Data for this task
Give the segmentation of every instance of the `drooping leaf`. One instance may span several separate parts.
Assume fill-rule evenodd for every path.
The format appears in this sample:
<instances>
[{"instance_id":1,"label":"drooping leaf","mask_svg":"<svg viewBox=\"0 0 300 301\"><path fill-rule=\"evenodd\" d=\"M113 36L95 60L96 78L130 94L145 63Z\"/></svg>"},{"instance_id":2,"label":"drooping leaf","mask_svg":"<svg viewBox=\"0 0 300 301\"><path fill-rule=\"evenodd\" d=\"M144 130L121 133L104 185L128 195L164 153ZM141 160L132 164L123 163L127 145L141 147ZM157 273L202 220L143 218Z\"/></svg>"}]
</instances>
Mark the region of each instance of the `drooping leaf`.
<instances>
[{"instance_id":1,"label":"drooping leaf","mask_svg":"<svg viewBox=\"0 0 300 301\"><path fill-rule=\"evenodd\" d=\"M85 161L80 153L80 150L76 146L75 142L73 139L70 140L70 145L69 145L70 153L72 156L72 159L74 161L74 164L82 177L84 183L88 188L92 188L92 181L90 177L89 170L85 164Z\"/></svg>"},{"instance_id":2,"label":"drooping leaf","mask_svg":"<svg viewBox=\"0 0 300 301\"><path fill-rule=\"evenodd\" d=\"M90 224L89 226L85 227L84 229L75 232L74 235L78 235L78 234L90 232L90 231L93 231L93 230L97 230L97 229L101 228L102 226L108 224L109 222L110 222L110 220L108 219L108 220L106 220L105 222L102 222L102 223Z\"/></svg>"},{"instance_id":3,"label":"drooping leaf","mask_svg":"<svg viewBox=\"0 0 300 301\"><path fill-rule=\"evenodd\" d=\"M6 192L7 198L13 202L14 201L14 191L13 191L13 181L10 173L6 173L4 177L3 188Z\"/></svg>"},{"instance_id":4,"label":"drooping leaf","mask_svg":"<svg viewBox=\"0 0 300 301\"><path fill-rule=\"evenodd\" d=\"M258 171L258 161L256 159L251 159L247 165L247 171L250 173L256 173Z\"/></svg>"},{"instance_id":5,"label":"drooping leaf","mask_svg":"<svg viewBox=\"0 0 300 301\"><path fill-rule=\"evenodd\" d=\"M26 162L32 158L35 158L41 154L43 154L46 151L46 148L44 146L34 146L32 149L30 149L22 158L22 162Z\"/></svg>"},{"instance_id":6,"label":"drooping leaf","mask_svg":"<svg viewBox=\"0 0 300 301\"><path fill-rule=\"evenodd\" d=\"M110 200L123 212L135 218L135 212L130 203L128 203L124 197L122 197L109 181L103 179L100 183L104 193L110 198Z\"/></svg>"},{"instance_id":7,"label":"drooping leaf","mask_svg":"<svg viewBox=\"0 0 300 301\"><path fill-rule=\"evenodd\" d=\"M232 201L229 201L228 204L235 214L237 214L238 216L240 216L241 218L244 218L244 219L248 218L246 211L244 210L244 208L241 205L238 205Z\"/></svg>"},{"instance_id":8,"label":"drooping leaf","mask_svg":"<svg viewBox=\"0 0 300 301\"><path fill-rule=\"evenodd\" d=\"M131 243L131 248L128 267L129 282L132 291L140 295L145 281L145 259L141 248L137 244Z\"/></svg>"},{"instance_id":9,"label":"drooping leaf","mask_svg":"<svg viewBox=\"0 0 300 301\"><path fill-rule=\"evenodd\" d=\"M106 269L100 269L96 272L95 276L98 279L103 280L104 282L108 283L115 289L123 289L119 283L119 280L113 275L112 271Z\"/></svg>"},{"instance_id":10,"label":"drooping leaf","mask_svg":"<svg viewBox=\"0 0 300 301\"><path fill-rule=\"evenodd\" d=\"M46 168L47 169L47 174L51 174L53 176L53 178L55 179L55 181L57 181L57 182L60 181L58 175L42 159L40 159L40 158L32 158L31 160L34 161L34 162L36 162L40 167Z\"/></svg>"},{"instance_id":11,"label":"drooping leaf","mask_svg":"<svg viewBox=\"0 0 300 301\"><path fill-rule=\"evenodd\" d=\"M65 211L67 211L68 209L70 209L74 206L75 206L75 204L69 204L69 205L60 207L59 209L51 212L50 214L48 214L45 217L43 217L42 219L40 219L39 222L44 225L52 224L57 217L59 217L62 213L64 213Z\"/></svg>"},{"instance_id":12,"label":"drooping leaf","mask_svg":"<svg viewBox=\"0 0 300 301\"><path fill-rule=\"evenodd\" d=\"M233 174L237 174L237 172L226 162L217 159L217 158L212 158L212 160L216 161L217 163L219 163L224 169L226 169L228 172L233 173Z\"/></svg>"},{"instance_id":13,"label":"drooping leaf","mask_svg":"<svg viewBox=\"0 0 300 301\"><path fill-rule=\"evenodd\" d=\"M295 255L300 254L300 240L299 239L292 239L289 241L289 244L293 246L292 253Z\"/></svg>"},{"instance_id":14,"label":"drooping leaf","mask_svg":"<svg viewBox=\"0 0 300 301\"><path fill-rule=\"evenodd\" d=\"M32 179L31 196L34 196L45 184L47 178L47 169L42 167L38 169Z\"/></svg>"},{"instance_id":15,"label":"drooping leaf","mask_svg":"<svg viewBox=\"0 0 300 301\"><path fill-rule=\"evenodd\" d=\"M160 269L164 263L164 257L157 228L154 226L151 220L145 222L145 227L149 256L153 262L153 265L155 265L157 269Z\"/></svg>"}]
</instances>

Challenge
Pull out each line of the items above that contains the word "every", and copy those lines unchanged.

Expected answer
Give the segmentation of every instance of the `drooping leaf`. One instance may span several separate parts.
Assume fill-rule evenodd for every path.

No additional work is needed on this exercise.